§ **Instructions for the task**: Copy the following entries line for line, without changing anything.

* Start *

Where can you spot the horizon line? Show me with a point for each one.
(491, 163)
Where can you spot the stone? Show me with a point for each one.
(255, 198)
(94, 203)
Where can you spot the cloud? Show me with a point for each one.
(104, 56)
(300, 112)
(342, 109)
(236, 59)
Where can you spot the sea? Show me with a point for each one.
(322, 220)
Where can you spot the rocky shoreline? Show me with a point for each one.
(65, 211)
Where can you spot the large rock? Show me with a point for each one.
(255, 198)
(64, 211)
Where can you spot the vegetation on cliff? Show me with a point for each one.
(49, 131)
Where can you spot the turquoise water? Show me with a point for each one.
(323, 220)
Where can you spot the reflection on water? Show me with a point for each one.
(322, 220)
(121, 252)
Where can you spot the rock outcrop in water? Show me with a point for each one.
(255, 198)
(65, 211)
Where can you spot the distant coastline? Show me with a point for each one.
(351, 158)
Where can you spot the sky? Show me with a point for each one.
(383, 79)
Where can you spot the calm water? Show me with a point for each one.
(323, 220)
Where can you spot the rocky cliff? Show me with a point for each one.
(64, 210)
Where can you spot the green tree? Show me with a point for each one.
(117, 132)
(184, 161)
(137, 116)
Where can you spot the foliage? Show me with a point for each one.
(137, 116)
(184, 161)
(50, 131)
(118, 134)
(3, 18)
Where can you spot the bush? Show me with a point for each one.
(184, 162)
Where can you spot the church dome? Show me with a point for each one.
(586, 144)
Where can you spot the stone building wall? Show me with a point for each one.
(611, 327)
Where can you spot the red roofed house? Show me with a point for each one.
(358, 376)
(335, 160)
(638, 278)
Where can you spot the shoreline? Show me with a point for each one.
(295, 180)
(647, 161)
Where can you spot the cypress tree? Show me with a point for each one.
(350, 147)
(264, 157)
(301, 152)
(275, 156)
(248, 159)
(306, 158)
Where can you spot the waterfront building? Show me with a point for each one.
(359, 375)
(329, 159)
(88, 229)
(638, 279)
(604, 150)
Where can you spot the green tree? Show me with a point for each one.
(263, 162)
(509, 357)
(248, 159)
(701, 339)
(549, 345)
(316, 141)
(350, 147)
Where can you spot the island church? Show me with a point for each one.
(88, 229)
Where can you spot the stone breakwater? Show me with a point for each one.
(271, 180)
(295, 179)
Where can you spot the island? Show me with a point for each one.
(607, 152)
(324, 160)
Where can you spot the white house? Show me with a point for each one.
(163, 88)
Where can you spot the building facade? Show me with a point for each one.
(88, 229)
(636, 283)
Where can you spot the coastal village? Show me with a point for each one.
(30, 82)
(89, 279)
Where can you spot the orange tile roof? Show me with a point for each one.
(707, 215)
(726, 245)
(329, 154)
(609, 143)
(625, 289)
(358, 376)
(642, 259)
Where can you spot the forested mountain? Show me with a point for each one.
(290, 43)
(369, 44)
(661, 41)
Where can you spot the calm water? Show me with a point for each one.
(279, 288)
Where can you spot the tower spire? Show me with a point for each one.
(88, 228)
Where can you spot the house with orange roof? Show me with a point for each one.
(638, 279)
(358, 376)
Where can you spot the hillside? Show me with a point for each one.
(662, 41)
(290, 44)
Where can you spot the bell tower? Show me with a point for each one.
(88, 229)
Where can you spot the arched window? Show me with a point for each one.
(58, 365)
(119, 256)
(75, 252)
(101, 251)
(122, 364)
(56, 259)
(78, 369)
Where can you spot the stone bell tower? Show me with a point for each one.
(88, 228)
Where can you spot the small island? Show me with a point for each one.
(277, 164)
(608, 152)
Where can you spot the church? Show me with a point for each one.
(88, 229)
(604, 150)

* End *

§ **Task solution**:
Where can you spot the horizon line? Show me with a point for each one.
(491, 163)
Where can you spot the stone? Show me with a point for each one.
(255, 198)
(94, 203)
Where can you spot the cloud? Show me with a point for each one.
(104, 56)
(300, 112)
(342, 109)
(236, 59)
Where can you spot the sea? Show me with a point for each one.
(322, 220)
Where can you spot the rocky shoreline? Show me with a point for each one.
(65, 211)
Where can you spot the large rock? Show me with a point for each one.
(255, 198)
(64, 211)
Where can you spot the vegetation on cliff? Show me with a point for each one.
(49, 131)
Where can you spot the turquoise water? Show me with a point for each one.
(323, 220)
Where can you spot the reflection on water? Show me with a point for each one.
(322, 220)
(121, 252)
Where can you spot the rock outcrop in water? Show me with a point for each one.
(255, 198)
(65, 211)
Where can you spot the distant coastline? Show me with a point for each one.
(351, 158)
Where can you spot the sky? Show me with a point for each one.
(383, 79)
Where can you spot the calm water? Show me with a point for each one.
(323, 220)
Where can you spot the rocky cliff? Show me with a point for each one.
(64, 210)
Where can you spot the green tree? Show me with a point for each one.
(117, 132)
(184, 161)
(137, 116)
Where can you spot the foliage? Show me with a point for each one.
(137, 116)
(184, 161)
(50, 131)
(118, 134)
(3, 18)
Where can you spot the bush? Show me with a point for each one.
(184, 162)
Where can you spot the church dome? Show me with a point for each one.
(586, 144)
Where can you spot the stone building wall? Show me with a point for each one.
(611, 327)
Where can you spot the red roofed house? Show me with a point for each one.
(358, 376)
(335, 160)
(638, 278)
Where can you spot the shoreline? Show me with a point for each one.
(295, 180)
(647, 161)
Where can you spot the cypress tree? Show me with a point for each one.
(350, 147)
(264, 157)
(301, 152)
(275, 156)
(248, 159)
(306, 158)
Where can you spot the waterfront building? Show me with a point for each one.
(359, 375)
(329, 159)
(88, 229)
(638, 279)
(604, 150)
Where can you spot the green tree? Show me with a point for each one.
(263, 162)
(509, 357)
(248, 159)
(701, 339)
(549, 345)
(316, 141)
(350, 147)
Where can you spot the island church? Show me with a point for each one.
(88, 229)
Where can you spot the stone breakwater? Show me with a point for each one.
(271, 180)
(295, 179)
Where can you spot the island? Show me with a point for each one.
(607, 152)
(324, 160)
Where can you spot the white house? Show me with a point for each one.
(163, 88)
Where can you spot the building facade? Show me with a point for each one.
(88, 229)
(636, 283)
Where can you spot the coastal village? Show me with a point for each one.
(30, 82)
(89, 279)
Where can you spot the orange tile roof? Show me with a point for each one.
(707, 215)
(726, 245)
(329, 154)
(609, 143)
(625, 289)
(358, 376)
(642, 259)
Where can you spot the forested mountain? Show me with a point for each one.
(290, 43)
(369, 44)
(661, 41)
Where can you spot the calm water? Show me with a point for each one.
(279, 288)
Where can you spot the tower spire? Show me with a point for each one.
(88, 228)
Where can you spot the house with orange roof? Show me with a point for each one.
(638, 279)
(358, 376)
Where can you spot the hillside? Show me with a point for each one.
(662, 41)
(290, 44)
Where can you spot the bell tower? Show me with a point for each one.
(88, 229)
Where can you spot the arched window? Show me with a point for each one.
(58, 365)
(119, 256)
(75, 252)
(101, 251)
(122, 364)
(56, 259)
(78, 369)
Where can you spot the stone bell tower? Show me with a point for each one.
(88, 228)
Where can you spot the small island? Show me with a point for each one.
(277, 164)
(608, 152)
Where can you spot the church? Show me with a point for each one.
(88, 229)
(604, 150)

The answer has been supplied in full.